#### DOCUMENT PASSAGE ####

She added that the physical exhaustion of the choreography mirrored the exhaustion of navigating “the pressures and cruelties of the world,” describing the final moments as “calling out for help.”
Despite its demands, Ratcliffe hopes audiences left with a sense of unity.
“I would like the audience to take away … that there is strength and power in numbers,” she said. “We dedicated the past three months to the idea of unity and I hope our strength and trust in each other read (on) stage.”
Then came “You’re Inside Out!” by Khamsingsavath — a raw, modern meditation that fractured the order. The stage became a site of rebellion. Muted screams were punctuated with sharp gestures, and a Latin musical interlude brought out a passionate, rhythmic heat.
“We’re infinite beings, but we’re in this human form … sometimes we feel limited — by our minds, by society, by our bodies. It’s just (about) reminding ourselves that we actually have infinite possibilities.” Vivake Khamsingsavath
Sitting beside Khamsingsavath that evening provided a unique glimpse into the piece itself.
“It’s inspired by my belief that we are made up of the universe,” Khamsingsavath said. “We’re infinite beings, but we’re in this human form … sometimes we feel limited — by our minds, by society, by our bodies. It’s just (about) reminding ourselves that we actually have infinite possibilities.”
Khamsingsavath’s philosophy seeped into the choreography itself, where quiet moments carried the same weight as the piece’s sharper, more explosive phrases.
“I love the moments of quietness where I could see each person in their presence, their stillness, their breathing.” Vivake Khamsingsavath
“I love the moments of quietness where I could see each person in their presence, their stillness, their breathing,” Khamsingsavath said. “Those moments where they ran downstage and just looked out into the abyss … it’s moments to see humans experiencing (together).”

####

▸ **TASK DESCRIPTION**
Pick up the review of the dance performance after its last sentence and continue writing it. These rows come from a separate, unrelated source.

#### DATA SUPPLIED ####

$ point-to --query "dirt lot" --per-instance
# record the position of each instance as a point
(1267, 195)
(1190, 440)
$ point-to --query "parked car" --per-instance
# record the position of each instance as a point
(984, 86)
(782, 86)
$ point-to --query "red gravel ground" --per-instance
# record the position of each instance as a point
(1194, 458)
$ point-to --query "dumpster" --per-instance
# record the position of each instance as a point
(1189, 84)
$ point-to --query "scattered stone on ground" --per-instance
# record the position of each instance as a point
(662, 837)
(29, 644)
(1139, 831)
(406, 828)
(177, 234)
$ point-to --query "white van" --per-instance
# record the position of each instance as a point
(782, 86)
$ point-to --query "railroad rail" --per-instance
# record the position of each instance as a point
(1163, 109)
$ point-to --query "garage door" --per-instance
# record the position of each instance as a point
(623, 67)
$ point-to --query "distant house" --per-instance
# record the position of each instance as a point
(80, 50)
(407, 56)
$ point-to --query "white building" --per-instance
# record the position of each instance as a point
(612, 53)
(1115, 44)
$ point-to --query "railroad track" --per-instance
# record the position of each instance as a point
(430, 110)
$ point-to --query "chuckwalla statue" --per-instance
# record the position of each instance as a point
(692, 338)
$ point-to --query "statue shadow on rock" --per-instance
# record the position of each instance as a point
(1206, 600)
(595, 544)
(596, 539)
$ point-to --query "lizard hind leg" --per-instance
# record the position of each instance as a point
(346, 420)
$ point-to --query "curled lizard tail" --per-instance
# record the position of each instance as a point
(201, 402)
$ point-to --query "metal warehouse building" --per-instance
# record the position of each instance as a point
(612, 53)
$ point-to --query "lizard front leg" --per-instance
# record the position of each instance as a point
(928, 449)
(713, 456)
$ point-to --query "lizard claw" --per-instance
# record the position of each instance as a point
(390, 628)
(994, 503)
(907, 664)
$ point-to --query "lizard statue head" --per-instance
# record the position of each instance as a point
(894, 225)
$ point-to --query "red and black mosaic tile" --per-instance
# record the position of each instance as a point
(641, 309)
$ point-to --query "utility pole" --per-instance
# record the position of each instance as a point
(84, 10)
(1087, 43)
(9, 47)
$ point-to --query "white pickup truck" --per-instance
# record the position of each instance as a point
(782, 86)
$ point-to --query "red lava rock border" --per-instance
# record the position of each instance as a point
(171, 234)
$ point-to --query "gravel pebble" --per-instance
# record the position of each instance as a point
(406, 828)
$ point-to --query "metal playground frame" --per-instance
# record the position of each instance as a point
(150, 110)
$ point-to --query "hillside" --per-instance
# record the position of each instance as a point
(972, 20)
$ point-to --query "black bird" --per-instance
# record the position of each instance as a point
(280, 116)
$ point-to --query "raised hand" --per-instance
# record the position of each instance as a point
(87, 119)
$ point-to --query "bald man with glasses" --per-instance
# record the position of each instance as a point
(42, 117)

####

▸ **ANSWER AREA**
Khamsingsavath, who has spent 20 years teaching and choreographing, described the evening as a “full-circle” moment. After teaching Ailey’s senior class earlier this year, he was invited to choreograph for the juniors.
“I really want to nurture a relationship with (my students), to make sure that they feel seen … so that they can become whatever they want to become,” he said.
After the quiet intensity of “You’re Inside Out!”, the evening softened with “Noula,” a melodic piece bathed in blue light where dancers moved like water, following every bow stroke in harmony.
The finale, “Tidal Intersections,” was originally commissioned in 2005 by Houston Met Dance. 20 years later, the cast of BFA seniors who took the stage almost doubled that of its original rendition. Dancers swept across the stage in waves of color — skirts of green, red and brown glimmering in the light.
As the final notes faded and dancers bowed, the audience rose to their feet. For a brief moment, everyone in the theater seemed to share what Khamsingsavath described: an awareness of infinity contained inside the human body, breaking free in motion.